• Consigne a:
Répondez aux questions suivantes d'après la critique de film :
(i) Quel acteur incarne le colonel ?
(ii) À qui la photographie du film est-elle due ?
(iii) Quel est le titre du volet précédent ?

• Passage extrait:

La bande-annonce nous promettait essentiellement deux choses : un spectacle étourdissant et une confrontation sans merci entre les hommes et les singes. À cet égard, les déceptions risquent d'être légion, une fois considéré que l'on ne compte que deux séquences véritablement éruptives – l'ouverture, jubilatoire, et le final, assez lourdaud – et que l'affrontement inter-espèces longtemps escompté tend à s'éclipser derrière la guerre que se livrent entre eux les hommes. Le gros de Suprématie est en fait une question de cheminement. Celui qui rapproche toujours plus le chef César du séditieux Koba, et qui se voit péniblement sursignifié à plusieurs reprises, notamment par des apparitions fantasmées. Celui qui pousse un colonel contesté, devenu paranoïaque (caution Apocalypse Now ?), à éradiquer une partie de sa propre espèce, sous couvert (détourné) de darwinisme. Woody Harrelson campe avec ce qu'il faut de charisme – et de plans iconiques – ce gradé de l'armée qui aspire à mettre César six pieds sous terre, mais qui se fourvoie bêtement en assassinant son fils aîné et sa femme, point de départ d'une chasse à l'homme des plus classiques et prévisibles.


Graphiquement, Suprématie a du répondant. La photographie de Michael Seresin nous gratifie de plusieurs plans à couper le souffle, tandis que la performance capture et la facial motion capture continuent de conférer aux singes une charge émotionnelle hautement anthropomorphique. La mise en scène de Matt Reeves fait quant à elle pleinement sens : elle restitue avec tout l'apparat d'usage les moments les plus spectaculaires et prend des airs plus intimistes quand il s'agit de travailler l'empathie du public ou de se porter à la hauteur des personnages. Le problème essentiel de cet épilogue se situe donc ailleurs. D'abord, il faut noter que les enjeux qu'il cherche à poser ont déjà largement émaillé le volet précédent, ce qui peut donner l'impression d'une machine tournant à vide. Avant de se diluer dans Suprématie, les divisions et les actes de duplicité, chez les hommes comme chez les singes, ont constitué la colonne vertébrale de L'Affrontement, qui traitait également certains thèmes et dilemmes moraux dont on perçoit ici les prolongements et variations, par exemple ceux englobant la vengeance personnelle, la haine raciale et la survie de l'espèce.

• Consigne b: Recopiez les lignes enregistrées depuis celle qui contient « wall using the picture above. » jusqu'à la dernière de ces lignes incluse, en substituant « brick wall » à « grey wall » sans rien modifier d'autre.

• Entrées enregistrées:
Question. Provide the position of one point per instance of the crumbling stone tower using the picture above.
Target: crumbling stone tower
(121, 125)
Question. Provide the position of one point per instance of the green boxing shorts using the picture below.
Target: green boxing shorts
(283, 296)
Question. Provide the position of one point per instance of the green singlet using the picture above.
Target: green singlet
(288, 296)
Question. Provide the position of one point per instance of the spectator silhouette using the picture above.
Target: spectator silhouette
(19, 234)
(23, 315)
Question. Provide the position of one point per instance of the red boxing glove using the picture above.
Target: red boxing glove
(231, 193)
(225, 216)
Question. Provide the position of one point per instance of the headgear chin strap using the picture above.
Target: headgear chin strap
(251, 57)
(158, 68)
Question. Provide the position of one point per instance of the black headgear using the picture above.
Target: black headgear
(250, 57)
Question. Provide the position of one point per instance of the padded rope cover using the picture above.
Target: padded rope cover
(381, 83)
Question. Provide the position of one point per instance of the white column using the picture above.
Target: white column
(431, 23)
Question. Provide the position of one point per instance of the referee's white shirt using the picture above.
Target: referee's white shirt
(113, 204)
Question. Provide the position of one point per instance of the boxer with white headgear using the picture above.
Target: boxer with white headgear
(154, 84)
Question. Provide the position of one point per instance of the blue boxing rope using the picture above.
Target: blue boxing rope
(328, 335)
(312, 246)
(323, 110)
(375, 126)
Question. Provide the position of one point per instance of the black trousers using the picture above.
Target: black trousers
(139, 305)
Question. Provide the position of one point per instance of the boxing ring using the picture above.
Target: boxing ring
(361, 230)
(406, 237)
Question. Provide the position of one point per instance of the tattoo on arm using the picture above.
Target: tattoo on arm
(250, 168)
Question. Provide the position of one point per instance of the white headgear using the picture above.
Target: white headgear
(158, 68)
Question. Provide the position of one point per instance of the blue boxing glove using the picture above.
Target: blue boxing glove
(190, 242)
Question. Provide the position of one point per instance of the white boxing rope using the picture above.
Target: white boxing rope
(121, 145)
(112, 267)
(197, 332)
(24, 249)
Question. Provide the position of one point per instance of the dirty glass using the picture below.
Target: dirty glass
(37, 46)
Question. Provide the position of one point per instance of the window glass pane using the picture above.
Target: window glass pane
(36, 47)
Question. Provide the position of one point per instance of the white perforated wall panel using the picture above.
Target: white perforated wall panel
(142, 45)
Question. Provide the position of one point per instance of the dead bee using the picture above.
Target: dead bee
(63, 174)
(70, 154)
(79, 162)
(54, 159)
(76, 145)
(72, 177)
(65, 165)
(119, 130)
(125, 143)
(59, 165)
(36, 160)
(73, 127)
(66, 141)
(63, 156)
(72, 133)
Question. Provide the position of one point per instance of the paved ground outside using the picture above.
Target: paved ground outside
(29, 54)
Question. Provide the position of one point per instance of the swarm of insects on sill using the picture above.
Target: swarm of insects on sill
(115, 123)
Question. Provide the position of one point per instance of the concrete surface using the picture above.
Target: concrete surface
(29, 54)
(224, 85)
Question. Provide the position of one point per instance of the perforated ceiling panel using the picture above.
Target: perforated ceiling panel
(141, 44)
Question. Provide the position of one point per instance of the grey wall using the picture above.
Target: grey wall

• Solution proposée a:
(i) Woody Harrelson
(ii) Michael Seresin
(iii) L'Affrontement

• Solution proposée b:
Question. Provide the position of one point per instance of the brick wall using the picture above.
Target: brick wall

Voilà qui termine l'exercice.